» Lesetext:

In der Spitze gibt es vielleicht eine ganz leichte Überschneidung. Aber wir sprechen eigentlich eine andere, eigene Klientel an. Man muss schon sehen: Der durchschnittliche Preispunkt wird bei Explora Journeys mehr als doppelt so hoch wie beim Yacht Club liegen. Da spricht man ein anderes Segment an, welches wir mit einer eigenen Markenstrategie und einem eigenen Vertriebsteam ansprechen werden. Wir sind ein selbständiges Unternehmen innerhalb der MSC-Familie.
Das heisst, dass Explora Journeys in der Schweiz nicht vom bestehenden MSC-Team vertrieben wird, sondern von einem eigenen Team?
Wir haben bereits einige Personen rekrutiert; die für die Schweiz verantwortliche Person hat ihre Arbeit aufgenommen. Francisco Sanchez arbeitet ab sofort als Head of Sales für Deutschland, Österreich und die Schweiz. Von Frankfurt am Main aus wird er die globale Vertriebsstrategie des Unternehmens in der Region vorantreiben und umsetzen. Er agiert als Teil des neu geschaffenen, breiter aufgestellten Vertriebsteams unter der Leitung von Chris Austin, unserem Chief Sales Officer. Bevor er zu Explora Journeys wechselte, war Sanchez elf Jahre lang in wichtigen Führungsrollen im Vertrieb von Holland America Line und Seabourn tätig.
Weitere Mitarbeitende werden teils noch gesucht. Wir werden also ein eigenes Team haben. Wir waren nicht an eine bestimmte Organisationsstruktur gebunden; wir setzen auf ein kleines Team von wenigen, dafür hochtalentierten Profis. Das Onboarding erfolgte bislang primär virtuell. Zunächst wurde das Team im DACH-Raum zusammengestellt, wir werden nun sukzessive diese Teams vorstellen, dann auch jene im Vereinigten Königreich, in den USA, in Australien und in anderen Märkten. Aktuell haben wir schon fast 50 Mitarbeitende aus 23 verschiedenen Ländern; wir rekrutieren aber noch weiter.
«Der durchschnittliche Preispunkt wird bei Explora Journeys mehr als doppelt so hoch wie beim MSC Yacht Club liegen. »
Das heisst Sie bauen da eine richtig globale Marke auf?
Ja, wir bauen Vertriebsstrukturen weltweit auf. Primär wie gesagt in Europa und Nordamerika, später wird auch Asien folgen.

» Bereitgestellte Daten:
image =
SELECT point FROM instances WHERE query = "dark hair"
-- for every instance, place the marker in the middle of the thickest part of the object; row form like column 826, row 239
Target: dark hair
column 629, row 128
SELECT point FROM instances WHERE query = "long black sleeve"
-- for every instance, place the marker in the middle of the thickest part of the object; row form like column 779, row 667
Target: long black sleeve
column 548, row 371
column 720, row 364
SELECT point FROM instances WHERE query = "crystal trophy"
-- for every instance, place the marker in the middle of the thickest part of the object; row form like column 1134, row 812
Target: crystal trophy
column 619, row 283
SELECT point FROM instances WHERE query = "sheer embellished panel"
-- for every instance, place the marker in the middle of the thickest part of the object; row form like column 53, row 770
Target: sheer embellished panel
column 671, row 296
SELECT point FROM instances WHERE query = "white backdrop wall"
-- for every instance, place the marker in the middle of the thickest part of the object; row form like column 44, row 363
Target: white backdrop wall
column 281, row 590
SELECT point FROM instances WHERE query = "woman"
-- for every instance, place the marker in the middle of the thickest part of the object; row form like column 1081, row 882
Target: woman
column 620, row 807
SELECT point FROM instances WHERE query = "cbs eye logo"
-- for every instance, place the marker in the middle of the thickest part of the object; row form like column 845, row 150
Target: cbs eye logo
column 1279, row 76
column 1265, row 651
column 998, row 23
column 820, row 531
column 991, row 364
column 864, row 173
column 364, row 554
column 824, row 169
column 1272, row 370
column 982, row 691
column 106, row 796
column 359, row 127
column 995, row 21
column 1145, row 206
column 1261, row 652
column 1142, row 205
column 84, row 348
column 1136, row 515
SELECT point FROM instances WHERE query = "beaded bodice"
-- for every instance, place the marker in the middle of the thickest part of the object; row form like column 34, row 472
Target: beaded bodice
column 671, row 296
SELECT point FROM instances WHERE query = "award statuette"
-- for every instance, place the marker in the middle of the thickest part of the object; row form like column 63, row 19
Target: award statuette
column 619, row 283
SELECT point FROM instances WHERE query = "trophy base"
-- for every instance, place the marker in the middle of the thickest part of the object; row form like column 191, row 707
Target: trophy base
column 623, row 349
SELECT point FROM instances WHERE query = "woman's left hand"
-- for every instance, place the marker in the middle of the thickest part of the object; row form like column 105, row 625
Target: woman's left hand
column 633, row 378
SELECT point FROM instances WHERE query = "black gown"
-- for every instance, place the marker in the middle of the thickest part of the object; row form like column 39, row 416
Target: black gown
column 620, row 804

» Aufgaben:
1. Übertragen Sie den Abschnitt des Lesetexts zwischen „Weitere Mitarbeitende werden“ und „aber noch weiter.“, beide eingeschlossen, wortgetreu.
2. Wie lange war Francisco Sanchez laut Lesetext im Vertrieb von Holland America Line und Seabourn tätig, bevor er zu Explora Journeys wechselte?
Die Einträge stammen aus einer anderen Quelle.

» Lösungen:
1.
Weitere Mitarbeitende werden teils noch gesucht. Wir werden also ein eigenes Team haben. Wir waren nicht an eine bestimmte Organisationsstruktur gebunden; wir setzen auf ein kleines Team von wenigen, dafür hochtalentierten Profis. Das Onboarding erfolgte bislang primär virtuell. Zunächst wurde das Team im DACH-Raum zusammengestellt, wir werden nun sukzessive diese Teams vorstellen, dann auch jene im Vereinigten Königreich, in den USA, in Australien und in anderen Märkten. Aktuell haben wir schon fast 50 Mitarbeitende aus 23 verschiedenen Ländern; wir rekrutieren aber noch weiter.

2. Elf Jahre lang.